# PROBLEM STATEMENT
Return the following entries exactly, word for word.
** MATERIAL FOR THE TASK follows **
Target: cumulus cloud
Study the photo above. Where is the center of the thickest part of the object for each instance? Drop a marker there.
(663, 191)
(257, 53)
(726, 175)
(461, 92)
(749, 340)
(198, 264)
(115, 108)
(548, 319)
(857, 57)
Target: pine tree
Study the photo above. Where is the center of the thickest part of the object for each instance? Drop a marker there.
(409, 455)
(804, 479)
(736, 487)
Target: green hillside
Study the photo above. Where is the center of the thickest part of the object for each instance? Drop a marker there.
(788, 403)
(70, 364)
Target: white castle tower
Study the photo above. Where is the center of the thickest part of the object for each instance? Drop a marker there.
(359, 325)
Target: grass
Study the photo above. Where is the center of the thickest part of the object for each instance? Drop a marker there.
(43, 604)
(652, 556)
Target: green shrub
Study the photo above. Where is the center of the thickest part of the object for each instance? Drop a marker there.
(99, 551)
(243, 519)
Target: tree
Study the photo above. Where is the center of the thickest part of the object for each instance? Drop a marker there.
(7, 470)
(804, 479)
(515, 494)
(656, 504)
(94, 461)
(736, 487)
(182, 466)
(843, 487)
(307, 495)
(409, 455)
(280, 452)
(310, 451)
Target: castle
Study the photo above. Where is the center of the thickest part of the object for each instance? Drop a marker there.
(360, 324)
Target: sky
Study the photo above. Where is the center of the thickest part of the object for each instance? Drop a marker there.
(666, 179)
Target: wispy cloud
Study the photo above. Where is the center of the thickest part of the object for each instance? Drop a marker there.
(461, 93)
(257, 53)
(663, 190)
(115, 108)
** End of MATERIAL FOR THE TASK **
# RESULT OF THIS TASK
Target: cumulus cloud
Study the photo above. Where is the center of the thickest part of the object for each instance? Drop a marker there.
(663, 191)
(257, 53)
(726, 175)
(461, 92)
(749, 340)
(198, 264)
(115, 108)
(548, 319)
(857, 57)
Target: pine tree
Study the photo above. Where is the center of the thickest part of the object for each instance? Drop a marker there.
(409, 455)
(804, 479)
(736, 487)
Target: green hillside
Study the photo above. Where is the center of the thickest part of the object for each instance? Drop a marker there.
(788, 403)
(70, 364)
Target: white castle tower
Study the photo above. Where is the center of the thickest part of the object for each instance? Drop a marker there.
(359, 325)
Target: grass
Study the photo above. Where is the center of the thickest part of the object for each instance? Drop a marker there.
(43, 604)
(652, 556)
Target: green shrub
Study the photo above. Where is the center of the thickest part of the object for each instance? Drop a marker there.
(99, 551)
(243, 519)
Target: tree
Study the photo above. Where is the center of the thickest part of the object for each instance? Drop a marker there.
(7, 470)
(804, 479)
(515, 494)
(656, 504)
(94, 461)
(736, 487)
(182, 466)
(843, 487)
(307, 495)
(409, 455)
(280, 452)
(310, 451)
Target: castle
Study the photo above. Where is the center of the thickest part of the object for each instance? Drop a marker there.
(360, 324)
Target: sky
Study the photo above. Where is the center of the thickest part of the object for each instance? Drop a marker there.
(666, 179)
Target: wispy cloud
Study the photo above. Where is the center of the thickest part of the object for each instance? Drop a marker there.
(461, 93)
(257, 53)
(663, 190)
(115, 108)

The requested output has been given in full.